### Task material ###

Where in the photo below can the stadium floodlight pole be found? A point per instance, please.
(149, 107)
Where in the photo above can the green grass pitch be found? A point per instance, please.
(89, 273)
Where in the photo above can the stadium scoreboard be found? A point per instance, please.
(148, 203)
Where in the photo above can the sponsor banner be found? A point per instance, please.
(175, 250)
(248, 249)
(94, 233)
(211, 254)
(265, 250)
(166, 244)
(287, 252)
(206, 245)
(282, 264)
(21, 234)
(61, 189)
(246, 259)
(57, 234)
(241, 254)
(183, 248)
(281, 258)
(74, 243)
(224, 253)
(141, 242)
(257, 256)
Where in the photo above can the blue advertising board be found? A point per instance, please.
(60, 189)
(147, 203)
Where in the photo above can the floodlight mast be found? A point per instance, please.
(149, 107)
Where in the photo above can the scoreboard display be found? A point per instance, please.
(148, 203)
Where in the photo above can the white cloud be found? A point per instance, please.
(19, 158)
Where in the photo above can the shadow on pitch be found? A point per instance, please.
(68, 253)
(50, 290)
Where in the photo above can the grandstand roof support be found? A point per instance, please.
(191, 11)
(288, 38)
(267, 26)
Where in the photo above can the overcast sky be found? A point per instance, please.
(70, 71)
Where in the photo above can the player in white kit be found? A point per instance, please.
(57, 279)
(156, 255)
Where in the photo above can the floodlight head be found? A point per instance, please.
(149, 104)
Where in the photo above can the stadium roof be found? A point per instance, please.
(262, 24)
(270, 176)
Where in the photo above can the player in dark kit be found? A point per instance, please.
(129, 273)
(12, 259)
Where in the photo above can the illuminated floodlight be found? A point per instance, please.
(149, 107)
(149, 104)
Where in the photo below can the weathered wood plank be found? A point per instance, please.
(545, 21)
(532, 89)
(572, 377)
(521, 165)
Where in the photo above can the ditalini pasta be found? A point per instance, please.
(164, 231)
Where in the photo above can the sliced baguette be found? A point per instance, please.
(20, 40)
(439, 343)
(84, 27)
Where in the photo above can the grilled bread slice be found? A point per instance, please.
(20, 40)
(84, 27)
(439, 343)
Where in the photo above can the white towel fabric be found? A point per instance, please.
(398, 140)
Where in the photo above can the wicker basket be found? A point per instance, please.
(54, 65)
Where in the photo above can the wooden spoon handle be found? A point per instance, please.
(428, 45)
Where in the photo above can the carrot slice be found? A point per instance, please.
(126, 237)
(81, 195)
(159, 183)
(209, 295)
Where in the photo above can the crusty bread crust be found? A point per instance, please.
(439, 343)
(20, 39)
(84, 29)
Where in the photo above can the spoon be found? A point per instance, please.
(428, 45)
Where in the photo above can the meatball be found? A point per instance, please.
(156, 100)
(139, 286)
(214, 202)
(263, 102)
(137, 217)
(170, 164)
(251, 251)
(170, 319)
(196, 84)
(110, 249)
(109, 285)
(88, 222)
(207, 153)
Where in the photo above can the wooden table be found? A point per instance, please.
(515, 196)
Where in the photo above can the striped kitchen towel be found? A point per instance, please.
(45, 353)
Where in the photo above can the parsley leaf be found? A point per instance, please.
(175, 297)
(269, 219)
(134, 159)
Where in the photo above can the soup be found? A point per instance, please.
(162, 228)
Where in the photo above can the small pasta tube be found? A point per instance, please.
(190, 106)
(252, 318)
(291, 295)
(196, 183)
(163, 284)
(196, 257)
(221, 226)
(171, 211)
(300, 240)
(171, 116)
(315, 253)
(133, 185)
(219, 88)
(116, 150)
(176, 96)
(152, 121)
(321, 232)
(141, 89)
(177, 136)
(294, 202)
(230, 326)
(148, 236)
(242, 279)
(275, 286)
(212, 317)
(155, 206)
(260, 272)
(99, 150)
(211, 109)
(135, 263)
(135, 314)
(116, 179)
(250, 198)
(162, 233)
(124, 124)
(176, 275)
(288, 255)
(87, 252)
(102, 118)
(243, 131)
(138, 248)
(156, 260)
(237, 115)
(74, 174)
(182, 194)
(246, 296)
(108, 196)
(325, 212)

###

§ What is required:
Change every "A point per instance, please." in the entries above to "Mark each instance with a point.", and give all the lines again with nothing else altered.

§ Expected output:
Where in the photo below can the stadium floodlight pole be found? Mark each instance with a point.
(149, 107)
Where in the photo above can the green grass pitch be found? Mark each instance with a point.
(89, 273)
Where in the photo above can the stadium scoreboard be found? Mark each instance with a point.
(148, 203)
Where in the photo above can the sponsor banner be found? Mark each instance with a point.
(175, 250)
(248, 249)
(94, 233)
(211, 254)
(265, 250)
(166, 244)
(287, 252)
(206, 245)
(282, 264)
(21, 234)
(61, 189)
(246, 259)
(57, 234)
(241, 254)
(183, 248)
(281, 258)
(74, 243)
(224, 253)
(141, 242)
(257, 256)
Where in the photo above can the blue advertising board be found? Mark each instance with a point.
(60, 189)
(147, 203)
Where in the photo above can the floodlight mast be found? Mark each instance with a point.
(149, 107)
Where in the photo above can the scoreboard display be found? Mark each instance with a point.
(148, 203)
Where in the photo above can the white cloud be found? Mark each instance with a point.
(19, 158)
Where in the photo above can the shadow on pitch be found? Mark each instance with a point.
(68, 253)
(50, 290)
Where in the photo above can the grandstand roof support be found? Mark each instance with a point.
(191, 11)
(288, 38)
(267, 26)
Where in the photo above can the overcast sky be found? Mark each instance with a point.
(70, 71)
Where in the photo above can the player in white kit be found? Mark each instance with a point.
(57, 279)
(156, 255)
Where in the photo above can the floodlight head be found? Mark each instance with a point.
(149, 104)
Where in the photo above can the stadium roof be found? Mark each instance with a point.
(262, 24)
(270, 176)
Where in the photo above can the player in dark kit be found? Mark each instance with a point.
(129, 273)
(12, 259)
Where in the photo above can the illuminated floodlight be found? Mark each instance with a point.
(149, 107)
(149, 104)
Where in the photo below can the weathered wood plank be found? Mark each instance with a point.
(545, 21)
(532, 89)
(572, 377)
(521, 165)
Where in the photo above can the ditalini pasta be found? Mark each instance with a point.
(164, 231)
Where in the photo above can the sliced baguette be found? Mark each instance with a point.
(20, 40)
(439, 343)
(84, 27)
Where in the photo above can the grilled bread slice be found? Mark each instance with a point.
(20, 40)
(84, 27)
(439, 343)
Where in the photo above can the white towel fabric be found? Mark each instance with a point.
(398, 140)
Where in the photo above can the wicker basket be found? Mark each instance with a point.
(54, 65)
Where in the photo above can the wooden spoon handle be found? Mark each instance with a point.
(428, 45)
Where in the photo above can the carrot slice be found? Mark each instance with a point.
(126, 237)
(81, 195)
(159, 183)
(209, 295)
Where in the photo above can the crusty bread crust be found? Mark each instance with a point.
(439, 343)
(20, 39)
(84, 29)
Where in the photo above can the spoon be found? Mark each instance with a point.
(428, 45)
Where in the photo above can the meatball be found? Mark each instance with a point.
(156, 100)
(139, 286)
(214, 202)
(263, 102)
(137, 217)
(170, 164)
(251, 251)
(170, 319)
(196, 84)
(110, 249)
(109, 285)
(88, 222)
(207, 153)
Where in the photo above can the wooden table be found? Mark each instance with a point.
(515, 196)
Where in the photo above can the striped kitchen towel be found? Mark each instance with a point.
(45, 353)
Where in the photo above can the parsley leaf be found? Mark each instance with a point.
(175, 297)
(269, 219)
(134, 159)
Where in the photo above can the soup be found? Mark each instance with a point.
(162, 228)
Where in the photo above can the small pasta tube be found? Mark each instance with a point.
(190, 106)
(252, 318)
(291, 295)
(196, 183)
(163, 284)
(196, 257)
(221, 226)
(171, 211)
(300, 240)
(171, 116)
(315, 253)
(133, 185)
(219, 88)
(116, 150)
(176, 96)
(152, 121)
(321, 232)
(141, 89)
(177, 136)
(294, 202)
(230, 326)
(148, 236)
(242, 279)
(275, 286)
(212, 317)
(155, 206)
(260, 272)
(99, 150)
(211, 109)
(135, 263)
(135, 314)
(116, 179)
(250, 198)
(162, 233)
(124, 124)
(176, 275)
(288, 255)
(87, 252)
(102, 118)
(243, 131)
(138, 248)
(156, 260)
(237, 115)
(74, 174)
(182, 194)
(246, 296)
(108, 196)
(325, 212)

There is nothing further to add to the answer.